Task to complete: Copy out all of the data exactly as it appears.

Material for the task:
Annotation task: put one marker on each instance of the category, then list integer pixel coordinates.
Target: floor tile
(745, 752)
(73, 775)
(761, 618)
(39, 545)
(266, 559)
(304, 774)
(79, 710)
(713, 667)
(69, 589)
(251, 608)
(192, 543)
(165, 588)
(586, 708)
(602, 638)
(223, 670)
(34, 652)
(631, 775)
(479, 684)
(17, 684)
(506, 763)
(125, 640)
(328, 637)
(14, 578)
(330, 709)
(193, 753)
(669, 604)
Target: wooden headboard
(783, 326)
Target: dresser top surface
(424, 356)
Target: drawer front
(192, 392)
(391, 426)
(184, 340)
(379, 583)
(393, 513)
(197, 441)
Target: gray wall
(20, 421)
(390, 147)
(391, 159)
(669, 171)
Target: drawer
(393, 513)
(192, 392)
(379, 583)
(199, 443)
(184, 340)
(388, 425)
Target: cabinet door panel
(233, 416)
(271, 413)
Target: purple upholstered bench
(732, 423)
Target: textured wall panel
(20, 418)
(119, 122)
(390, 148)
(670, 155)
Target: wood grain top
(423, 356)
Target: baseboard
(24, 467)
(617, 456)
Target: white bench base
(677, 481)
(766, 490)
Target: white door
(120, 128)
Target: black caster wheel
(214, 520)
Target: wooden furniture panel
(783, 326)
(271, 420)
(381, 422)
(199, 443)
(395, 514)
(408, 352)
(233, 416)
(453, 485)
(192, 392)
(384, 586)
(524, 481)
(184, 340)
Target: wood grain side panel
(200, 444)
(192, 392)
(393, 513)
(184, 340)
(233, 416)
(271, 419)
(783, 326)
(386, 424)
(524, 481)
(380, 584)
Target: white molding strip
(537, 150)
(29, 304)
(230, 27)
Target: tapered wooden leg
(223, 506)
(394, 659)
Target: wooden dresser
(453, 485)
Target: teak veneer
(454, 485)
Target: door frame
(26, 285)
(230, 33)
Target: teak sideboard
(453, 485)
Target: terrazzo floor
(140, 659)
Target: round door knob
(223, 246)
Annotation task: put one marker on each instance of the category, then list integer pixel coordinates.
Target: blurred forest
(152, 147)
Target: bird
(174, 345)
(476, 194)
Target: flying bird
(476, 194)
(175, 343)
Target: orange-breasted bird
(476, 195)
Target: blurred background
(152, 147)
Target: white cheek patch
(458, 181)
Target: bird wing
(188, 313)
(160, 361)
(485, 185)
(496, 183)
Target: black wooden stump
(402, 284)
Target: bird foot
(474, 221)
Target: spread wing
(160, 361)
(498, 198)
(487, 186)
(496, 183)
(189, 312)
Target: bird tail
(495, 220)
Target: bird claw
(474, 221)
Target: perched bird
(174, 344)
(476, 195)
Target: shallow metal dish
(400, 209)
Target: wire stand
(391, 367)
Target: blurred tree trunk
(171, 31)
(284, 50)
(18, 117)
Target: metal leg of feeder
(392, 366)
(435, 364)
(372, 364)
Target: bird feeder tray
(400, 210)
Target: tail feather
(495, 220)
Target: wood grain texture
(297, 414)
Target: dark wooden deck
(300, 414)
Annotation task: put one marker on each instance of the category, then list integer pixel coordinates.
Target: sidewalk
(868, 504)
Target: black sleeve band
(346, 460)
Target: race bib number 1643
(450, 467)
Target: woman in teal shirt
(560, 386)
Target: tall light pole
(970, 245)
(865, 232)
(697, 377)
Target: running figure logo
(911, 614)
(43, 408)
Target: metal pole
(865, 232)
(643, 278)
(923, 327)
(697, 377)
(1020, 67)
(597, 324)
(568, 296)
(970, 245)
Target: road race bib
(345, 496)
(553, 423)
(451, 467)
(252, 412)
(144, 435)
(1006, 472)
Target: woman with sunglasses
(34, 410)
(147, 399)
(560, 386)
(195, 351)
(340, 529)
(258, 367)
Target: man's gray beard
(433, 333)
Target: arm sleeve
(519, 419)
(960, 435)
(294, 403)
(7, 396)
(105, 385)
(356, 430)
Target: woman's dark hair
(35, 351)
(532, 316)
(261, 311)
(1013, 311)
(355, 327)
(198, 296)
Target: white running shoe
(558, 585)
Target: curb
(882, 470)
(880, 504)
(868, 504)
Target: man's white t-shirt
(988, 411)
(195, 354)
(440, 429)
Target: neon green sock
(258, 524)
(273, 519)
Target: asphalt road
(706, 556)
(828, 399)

The answer:
Annotation task: put one marker on each instance of the category, then list integer pixel coordinates.
Target: floor tile
(745, 752)
(73, 775)
(761, 618)
(39, 545)
(266, 559)
(304, 774)
(79, 710)
(713, 667)
(69, 589)
(251, 608)
(192, 543)
(165, 588)
(586, 708)
(602, 638)
(223, 670)
(34, 652)
(631, 775)
(479, 684)
(17, 684)
(506, 763)
(125, 640)
(328, 637)
(14, 578)
(330, 709)
(193, 753)
(669, 604)
Target: wooden headboard
(783, 326)
Target: dresser top surface
(424, 356)
Target: drawer front
(192, 392)
(391, 426)
(184, 340)
(379, 583)
(393, 513)
(197, 441)
Target: gray wall
(20, 421)
(390, 147)
(391, 159)
(669, 171)
Target: drawer
(393, 513)
(192, 392)
(379, 583)
(199, 443)
(184, 340)
(388, 425)
Target: cabinet door panel
(233, 416)
(271, 413)
Target: purple upholstered bench
(732, 423)
Target: textured wall panel
(20, 418)
(119, 122)
(390, 148)
(670, 155)
Target: wood grain top
(423, 356)
Target: baseboard
(24, 467)
(617, 456)
Target: white bench base
(677, 481)
(766, 490)
Target: white door
(120, 128)
Target: black caster wheel
(214, 520)
Target: wooden furniture panel
(783, 326)
(271, 420)
(381, 422)
(199, 443)
(395, 514)
(408, 352)
(233, 416)
(453, 485)
(192, 392)
(384, 586)
(524, 481)
(184, 340)
Target: wood grain side panel
(200, 444)
(192, 392)
(393, 513)
(184, 340)
(233, 416)
(271, 419)
(783, 326)
(386, 424)
(524, 481)
(380, 584)
Target: white molding strip
(537, 150)
(29, 304)
(230, 27)
Target: tapered wooden leg
(223, 506)
(394, 659)
Target: wooden dresser
(453, 485)
Target: teak veneer
(454, 485)
Target: door frame
(26, 285)
(230, 33)
Target: teak sideboard
(453, 485)
Target: terrazzo floor
(140, 659)
Target: round door knob
(223, 246)
Annotation task: put one marker on each instance of the category, then list integer pixel coordinates.
Target: blurred forest
(152, 147)
Target: bird
(174, 345)
(476, 194)
Target: flying bird
(476, 194)
(175, 343)
Target: orange-breasted bird
(476, 195)
Target: blurred background
(152, 147)
Target: white cheek patch
(458, 181)
Target: bird wing
(188, 313)
(160, 361)
(485, 185)
(496, 183)
Target: black wooden stump
(402, 284)
Target: bird foot
(474, 221)
Target: spread wing
(160, 361)
(498, 198)
(487, 186)
(496, 183)
(189, 312)
Target: bird tail
(495, 220)
Target: bird claw
(474, 221)
Target: perched bird
(174, 344)
(476, 195)
Target: shallow metal dish
(400, 209)
Target: wire stand
(391, 367)
Target: blurred tree trunk
(171, 31)
(284, 50)
(18, 117)
Target: metal leg of feeder
(392, 366)
(435, 364)
(372, 364)
Target: bird feeder tray
(400, 210)
Target: tail feather
(495, 220)
Target: wood grain texture
(297, 414)
Target: dark wooden deck
(300, 414)
Annotation task: put one marker on each instance of the category, then list integer pixel coordinates.
Target: sidewalk
(868, 504)
Target: black sleeve band
(346, 460)
Target: race bib number 1643
(450, 467)
Target: woman in teal shirt
(560, 386)
Target: tall light pole
(970, 245)
(865, 232)
(697, 377)
Target: running figure logo
(911, 614)
(43, 408)
Target: metal pole
(865, 232)
(643, 278)
(923, 327)
(697, 377)
(1020, 67)
(597, 324)
(568, 296)
(970, 245)
Target: road race bib
(345, 496)
(553, 423)
(451, 467)
(252, 412)
(144, 435)
(1006, 472)
Target: woman with sunglasses
(34, 410)
(147, 399)
(560, 386)
(195, 351)
(340, 529)
(258, 367)
Target: man's gray beard
(433, 333)
Target: arm sleeve
(519, 419)
(960, 435)
(294, 403)
(7, 396)
(105, 385)
(356, 430)
Target: woman's dark hair
(35, 351)
(532, 316)
(261, 311)
(1013, 311)
(355, 327)
(198, 296)
Target: white running shoe
(558, 585)
Target: curb
(882, 470)
(880, 504)
(868, 504)
Target: man's white t-shirt
(988, 411)
(195, 354)
(440, 429)
Target: neon green sock
(258, 524)
(273, 519)
Target: asphalt road
(706, 556)
(828, 399)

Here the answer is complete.